Prompt:
Restate, exactly and without pictures, the lines from the start of the listing below through the line holding "Where can the paper".

···

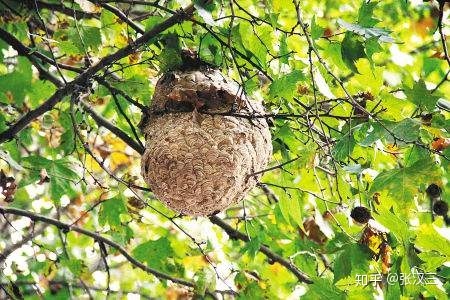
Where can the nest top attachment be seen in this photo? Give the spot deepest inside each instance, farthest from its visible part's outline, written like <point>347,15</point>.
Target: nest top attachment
<point>199,165</point>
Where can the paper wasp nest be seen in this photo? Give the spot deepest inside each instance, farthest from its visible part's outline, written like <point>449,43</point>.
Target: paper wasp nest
<point>197,159</point>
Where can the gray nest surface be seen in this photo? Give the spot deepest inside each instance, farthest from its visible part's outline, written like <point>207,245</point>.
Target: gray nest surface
<point>199,158</point>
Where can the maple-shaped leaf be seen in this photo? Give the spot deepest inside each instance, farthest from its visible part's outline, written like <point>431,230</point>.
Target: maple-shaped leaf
<point>403,183</point>
<point>421,96</point>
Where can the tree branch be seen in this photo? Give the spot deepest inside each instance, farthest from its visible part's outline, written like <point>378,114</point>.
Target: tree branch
<point>237,235</point>
<point>98,238</point>
<point>111,127</point>
<point>83,78</point>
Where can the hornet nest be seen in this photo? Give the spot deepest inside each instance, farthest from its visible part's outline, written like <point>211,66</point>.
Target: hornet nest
<point>198,157</point>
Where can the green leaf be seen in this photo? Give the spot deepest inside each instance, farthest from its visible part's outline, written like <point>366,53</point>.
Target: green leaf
<point>421,96</point>
<point>285,86</point>
<point>344,147</point>
<point>352,49</point>
<point>154,253</point>
<point>429,239</point>
<point>352,259</point>
<point>394,223</point>
<point>403,183</point>
<point>365,14</point>
<point>323,289</point>
<point>110,212</point>
<point>76,266</point>
<point>316,30</point>
<point>383,35</point>
<point>14,86</point>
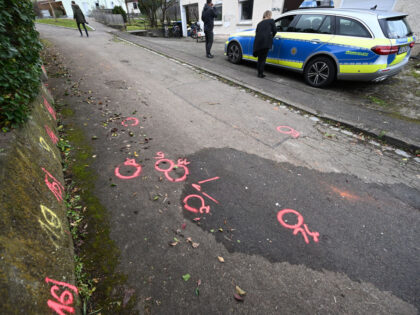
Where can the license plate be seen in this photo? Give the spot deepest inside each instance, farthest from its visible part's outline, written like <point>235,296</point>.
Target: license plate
<point>403,49</point>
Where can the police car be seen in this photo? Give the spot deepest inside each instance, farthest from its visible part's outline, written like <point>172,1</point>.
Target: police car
<point>327,44</point>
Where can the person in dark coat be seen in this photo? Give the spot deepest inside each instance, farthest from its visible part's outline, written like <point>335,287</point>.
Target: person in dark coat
<point>79,17</point>
<point>266,30</point>
<point>208,15</point>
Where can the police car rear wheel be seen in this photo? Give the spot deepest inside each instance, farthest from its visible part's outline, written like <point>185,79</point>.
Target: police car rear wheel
<point>319,72</point>
<point>234,53</point>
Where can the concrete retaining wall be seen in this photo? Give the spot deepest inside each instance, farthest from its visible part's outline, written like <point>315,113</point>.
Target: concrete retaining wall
<point>36,249</point>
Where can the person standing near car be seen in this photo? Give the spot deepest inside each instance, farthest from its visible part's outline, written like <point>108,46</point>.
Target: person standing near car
<point>207,16</point>
<point>266,30</point>
<point>79,17</point>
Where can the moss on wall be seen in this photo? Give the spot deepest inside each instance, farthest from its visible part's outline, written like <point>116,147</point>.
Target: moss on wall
<point>34,239</point>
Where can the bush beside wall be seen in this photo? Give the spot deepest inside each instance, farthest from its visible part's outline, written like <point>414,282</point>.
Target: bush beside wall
<point>20,64</point>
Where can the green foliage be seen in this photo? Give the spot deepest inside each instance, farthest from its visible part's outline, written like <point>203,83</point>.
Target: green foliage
<point>119,10</point>
<point>19,61</point>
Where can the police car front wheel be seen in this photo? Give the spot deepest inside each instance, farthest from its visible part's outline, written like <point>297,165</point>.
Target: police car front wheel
<point>319,72</point>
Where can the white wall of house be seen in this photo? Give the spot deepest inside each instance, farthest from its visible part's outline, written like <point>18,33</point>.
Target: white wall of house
<point>231,21</point>
<point>88,5</point>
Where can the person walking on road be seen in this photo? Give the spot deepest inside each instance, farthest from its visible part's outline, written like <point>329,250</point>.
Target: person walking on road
<point>266,30</point>
<point>207,16</point>
<point>79,17</point>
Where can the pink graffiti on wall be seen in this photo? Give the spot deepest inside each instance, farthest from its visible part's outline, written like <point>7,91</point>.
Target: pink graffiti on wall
<point>52,135</point>
<point>288,131</point>
<point>66,297</point>
<point>131,163</point>
<point>204,209</point>
<point>55,186</point>
<point>49,109</point>
<point>297,228</point>
<point>134,120</point>
<point>182,163</point>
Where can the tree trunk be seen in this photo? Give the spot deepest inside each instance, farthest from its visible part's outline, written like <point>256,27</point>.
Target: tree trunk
<point>52,10</point>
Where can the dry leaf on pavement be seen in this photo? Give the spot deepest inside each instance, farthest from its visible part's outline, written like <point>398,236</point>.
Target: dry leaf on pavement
<point>240,291</point>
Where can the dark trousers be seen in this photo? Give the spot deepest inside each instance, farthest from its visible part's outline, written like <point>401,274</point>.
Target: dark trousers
<point>209,41</point>
<point>262,57</point>
<point>84,26</point>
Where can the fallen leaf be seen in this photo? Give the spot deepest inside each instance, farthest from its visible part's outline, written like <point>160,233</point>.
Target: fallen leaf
<point>240,291</point>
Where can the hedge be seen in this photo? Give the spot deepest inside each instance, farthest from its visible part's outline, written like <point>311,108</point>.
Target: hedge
<point>20,65</point>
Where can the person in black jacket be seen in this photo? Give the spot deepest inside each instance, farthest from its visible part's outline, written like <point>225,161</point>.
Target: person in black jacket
<point>208,16</point>
<point>79,17</point>
<point>266,30</point>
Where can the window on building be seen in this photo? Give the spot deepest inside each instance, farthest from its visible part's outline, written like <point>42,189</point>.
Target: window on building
<point>245,9</point>
<point>350,27</point>
<point>218,8</point>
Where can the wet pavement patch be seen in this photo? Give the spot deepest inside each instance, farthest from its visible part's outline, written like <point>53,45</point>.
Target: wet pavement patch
<point>276,210</point>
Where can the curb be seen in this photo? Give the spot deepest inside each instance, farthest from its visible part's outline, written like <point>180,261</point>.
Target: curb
<point>69,28</point>
<point>388,138</point>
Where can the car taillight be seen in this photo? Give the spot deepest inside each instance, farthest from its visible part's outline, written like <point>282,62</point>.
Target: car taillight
<point>385,50</point>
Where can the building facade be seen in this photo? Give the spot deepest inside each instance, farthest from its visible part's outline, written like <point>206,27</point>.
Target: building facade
<point>237,15</point>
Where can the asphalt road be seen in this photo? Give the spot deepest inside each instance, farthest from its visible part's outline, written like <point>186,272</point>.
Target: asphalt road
<point>307,218</point>
<point>343,101</point>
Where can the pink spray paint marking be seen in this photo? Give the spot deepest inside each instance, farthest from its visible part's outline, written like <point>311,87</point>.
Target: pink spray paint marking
<point>182,163</point>
<point>134,120</point>
<point>55,186</point>
<point>198,188</point>
<point>65,299</point>
<point>297,228</point>
<point>132,163</point>
<point>50,109</point>
<point>51,134</point>
<point>203,207</point>
<point>288,131</point>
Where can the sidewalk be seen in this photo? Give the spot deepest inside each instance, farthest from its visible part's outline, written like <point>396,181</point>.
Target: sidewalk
<point>289,88</point>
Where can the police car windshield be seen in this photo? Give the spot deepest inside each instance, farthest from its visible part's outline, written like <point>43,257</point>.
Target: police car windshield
<point>396,27</point>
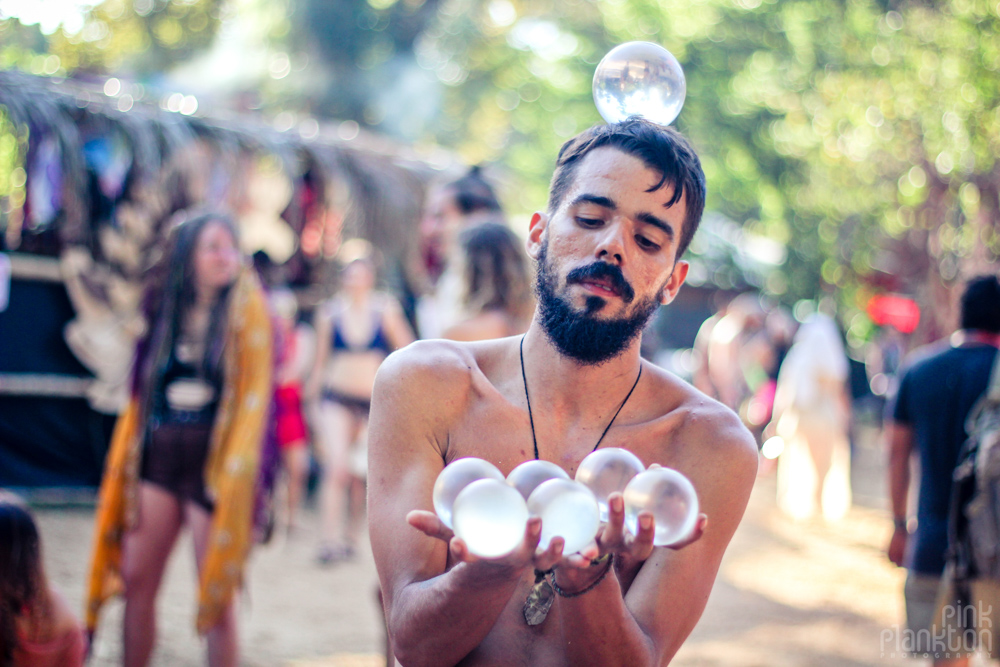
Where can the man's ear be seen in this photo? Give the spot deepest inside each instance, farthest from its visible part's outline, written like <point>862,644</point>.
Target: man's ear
<point>675,281</point>
<point>536,233</point>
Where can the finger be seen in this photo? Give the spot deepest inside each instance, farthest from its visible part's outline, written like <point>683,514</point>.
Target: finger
<point>429,524</point>
<point>460,551</point>
<point>640,546</point>
<point>551,556</point>
<point>613,535</point>
<point>699,530</point>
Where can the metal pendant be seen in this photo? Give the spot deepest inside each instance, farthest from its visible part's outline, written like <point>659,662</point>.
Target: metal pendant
<point>539,601</point>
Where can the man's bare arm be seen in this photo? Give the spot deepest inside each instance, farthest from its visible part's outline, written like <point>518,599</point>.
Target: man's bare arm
<point>900,440</point>
<point>669,593</point>
<point>434,616</point>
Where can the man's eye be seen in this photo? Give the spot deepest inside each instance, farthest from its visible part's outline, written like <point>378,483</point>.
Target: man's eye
<point>646,243</point>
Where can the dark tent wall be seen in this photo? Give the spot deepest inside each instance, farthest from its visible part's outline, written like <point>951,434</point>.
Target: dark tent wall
<point>49,436</point>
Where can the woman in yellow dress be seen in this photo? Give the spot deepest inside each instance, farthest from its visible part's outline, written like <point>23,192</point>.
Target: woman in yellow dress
<point>186,451</point>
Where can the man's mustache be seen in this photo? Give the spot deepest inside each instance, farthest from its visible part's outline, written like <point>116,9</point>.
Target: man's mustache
<point>601,271</point>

···

Solution for this task:
Where can the nest top attachment be seen in this photo? Give the spot deepest inside each instance, farthest from its visible part's outline, written like <point>347,15</point>.
Target: nest top attachment
<point>199,165</point>
Where can the paper wasp nest be seen in this photo? Give the spot deepest inside each instance, farthest from its visible part's outline, written like <point>449,43</point>.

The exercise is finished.